▶ _Text section_
********************

Turn failures into eval coverage

Raw traces are observations. Evaluations are commitments. Once you have a set of traced failures, you promote them into labeled test cases that run on every change.EvalGate gives you three tools for building eval coverage from traces and run artifacts:Label - Use the interactive CLI to mark each case pass or fail and assign a failure mode. Each saved label becomes part of your golden dataset.
npx @evalgate/sdk label
# Arrow-key menu, u to undo, Ctrl-C saves progress
Cluster - Group similar failures by behavior and workflow shape so you can spot patterns instead of triaging individual cases.
npx @evalgate/sdk cluster --run .evalgate/runs/latest.json
Synthesize - Generate additional golden case drafts from labeled failures to expand coverage beyond what production traffic alone produces.
npx @evalgate/sdk synthesize \
  --dataset .evalgate/golden/labeled.jsonl \
  --output .evalgate/golden/synthetic.jsonl
The local synthesize command writes synthetic case drafts to JSONL. Platform-generated candidate eval cases start quarantined and do not gate releases until they are promoted by review or by an explicit promotion workflow.
The result is a reusable evaluation suite that reflects the failure modes your users actually encounter, not hypothetical ones you invented in advance.

********************

▶ _Recorded data_
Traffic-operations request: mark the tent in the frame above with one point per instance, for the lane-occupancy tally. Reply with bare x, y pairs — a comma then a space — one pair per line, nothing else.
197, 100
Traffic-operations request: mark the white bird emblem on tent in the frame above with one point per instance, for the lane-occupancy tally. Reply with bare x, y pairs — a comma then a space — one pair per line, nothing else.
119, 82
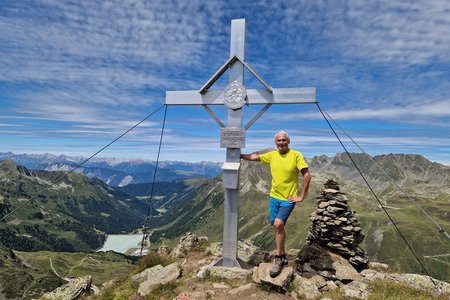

********************

▶ _Problem to work on_
Write the next part of the EvalGate text on turning failures into eval coverage, picking up after its final sentence. The lines are not needed here.

▶ _Exercise result_
3

Gate regressions in CI

With a labeled golden dataset in place, you can enforce quality in CI. The local gate compares your test/eval command against evals/baseline.json. The eval CI path writes run artifacts and can compare a head run against a base run.
# Run locally
npx @evalgate/sdk gate

# With GitHub step summary output
npx @evalgate/sdk gate --format github

# Or as a full CI workflow
npx @evalgate/sdk ci --format github --write-results --base main
A minimal GitHub Actions workflow looks like this:
name: EvalGate CI
on: [push, pull_request]
jobs:
  evalgate:
    runs-on: ubuntu-latest
    steps:
      - uses: actions/checkout@v4
      - uses: actions/setup-node@v4
      - run: npm ci
      - run: npx @evalgate/sdk ci --format github --write-results --base main
      - uses: actions/upload-artifact@v4
        if: always()
        with:
          name: evalgate-results
          path: .evalgate/
When a PR introduces a regression, the CI command fails, writes a GitHub step summary, and emits annotations for failed or regressed specs when --format github is used. Reviewers can inspect the run artifacts uploaded from .evalgate/.
Judge credibility is enforced at gate time. If true positive rate (TPR) or true negative rate (TNR) falls below the configured thresholds, the platform gate fails rather than silently using a biased score. The separate weak-discriminative-power case exits with warning code 8. Set tprMin and tnrMin in evalgate.config.json to control the hard thresholds.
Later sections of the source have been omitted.